# Exercise
Arrange the lines from the one containing "Q: Place a marker on the lake" through the final line of the items as a JSON list of strings, one string per line, omitting any blank lines.

=== Data in this exercise ===

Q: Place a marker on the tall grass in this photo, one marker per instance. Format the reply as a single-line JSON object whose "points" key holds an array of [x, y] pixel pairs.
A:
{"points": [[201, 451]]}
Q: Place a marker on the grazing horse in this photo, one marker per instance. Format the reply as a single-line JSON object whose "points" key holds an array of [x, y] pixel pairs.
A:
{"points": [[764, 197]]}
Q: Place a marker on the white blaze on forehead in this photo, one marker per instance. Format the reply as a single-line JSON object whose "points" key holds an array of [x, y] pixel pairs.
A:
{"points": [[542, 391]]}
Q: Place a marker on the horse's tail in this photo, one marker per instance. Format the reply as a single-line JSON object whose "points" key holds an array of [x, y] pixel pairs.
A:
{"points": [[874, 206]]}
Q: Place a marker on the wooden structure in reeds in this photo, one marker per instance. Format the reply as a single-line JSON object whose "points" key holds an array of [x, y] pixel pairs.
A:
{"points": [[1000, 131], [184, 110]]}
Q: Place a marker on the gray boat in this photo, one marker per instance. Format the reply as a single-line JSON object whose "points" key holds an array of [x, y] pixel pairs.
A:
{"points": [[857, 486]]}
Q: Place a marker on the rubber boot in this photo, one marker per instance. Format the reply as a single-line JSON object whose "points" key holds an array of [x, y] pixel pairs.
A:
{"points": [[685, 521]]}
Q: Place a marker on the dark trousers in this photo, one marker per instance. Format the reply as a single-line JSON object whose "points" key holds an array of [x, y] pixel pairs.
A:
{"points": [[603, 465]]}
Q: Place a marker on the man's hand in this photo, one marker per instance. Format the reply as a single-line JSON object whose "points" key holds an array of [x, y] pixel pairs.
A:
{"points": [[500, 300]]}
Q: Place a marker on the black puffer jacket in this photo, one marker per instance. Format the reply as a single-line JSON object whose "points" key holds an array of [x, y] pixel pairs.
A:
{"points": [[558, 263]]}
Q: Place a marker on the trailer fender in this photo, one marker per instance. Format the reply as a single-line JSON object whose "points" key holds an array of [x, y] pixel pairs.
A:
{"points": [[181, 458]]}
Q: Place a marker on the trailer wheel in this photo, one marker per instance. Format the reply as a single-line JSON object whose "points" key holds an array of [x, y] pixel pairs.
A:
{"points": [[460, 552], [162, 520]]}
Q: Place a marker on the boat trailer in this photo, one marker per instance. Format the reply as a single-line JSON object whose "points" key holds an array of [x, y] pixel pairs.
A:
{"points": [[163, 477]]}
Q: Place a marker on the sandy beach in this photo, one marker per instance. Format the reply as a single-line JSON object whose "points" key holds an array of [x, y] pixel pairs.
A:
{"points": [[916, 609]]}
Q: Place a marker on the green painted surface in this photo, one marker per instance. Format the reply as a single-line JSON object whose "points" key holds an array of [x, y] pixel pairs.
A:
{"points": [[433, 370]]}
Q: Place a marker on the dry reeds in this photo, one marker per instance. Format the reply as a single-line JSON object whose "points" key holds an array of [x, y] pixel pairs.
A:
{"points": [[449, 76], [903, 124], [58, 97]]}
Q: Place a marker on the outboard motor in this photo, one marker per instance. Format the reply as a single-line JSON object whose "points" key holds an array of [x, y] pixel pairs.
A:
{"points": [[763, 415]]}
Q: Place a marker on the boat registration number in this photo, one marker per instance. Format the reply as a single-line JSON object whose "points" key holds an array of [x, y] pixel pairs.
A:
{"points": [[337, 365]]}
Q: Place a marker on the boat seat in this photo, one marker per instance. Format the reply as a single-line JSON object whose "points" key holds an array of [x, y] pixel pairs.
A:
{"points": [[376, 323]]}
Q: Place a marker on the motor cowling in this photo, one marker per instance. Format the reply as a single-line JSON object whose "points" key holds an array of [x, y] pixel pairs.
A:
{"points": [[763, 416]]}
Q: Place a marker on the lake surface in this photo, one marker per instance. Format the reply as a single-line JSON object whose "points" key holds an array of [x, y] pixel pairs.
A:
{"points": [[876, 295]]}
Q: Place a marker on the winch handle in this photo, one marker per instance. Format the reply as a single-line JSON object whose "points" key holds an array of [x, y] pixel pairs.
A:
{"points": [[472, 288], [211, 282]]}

===

# Solution to the problem
[
  "Q: Place a marker on the lake surface in this photo, one marker per instance. Format the reply as a single-line JSON object whose \"points\" key holds an array of [x, y] pixel pairs.",
  "A:",
  "{\"points\": [[876, 295]]}",
  "Q: Place a marker on the winch handle in this photo, one marker per instance. Format the reply as a single-line JSON object whose \"points\" key holds an array of [x, y] pixel pairs.",
  "A:",
  "{\"points\": [[472, 288], [211, 282]]}"
]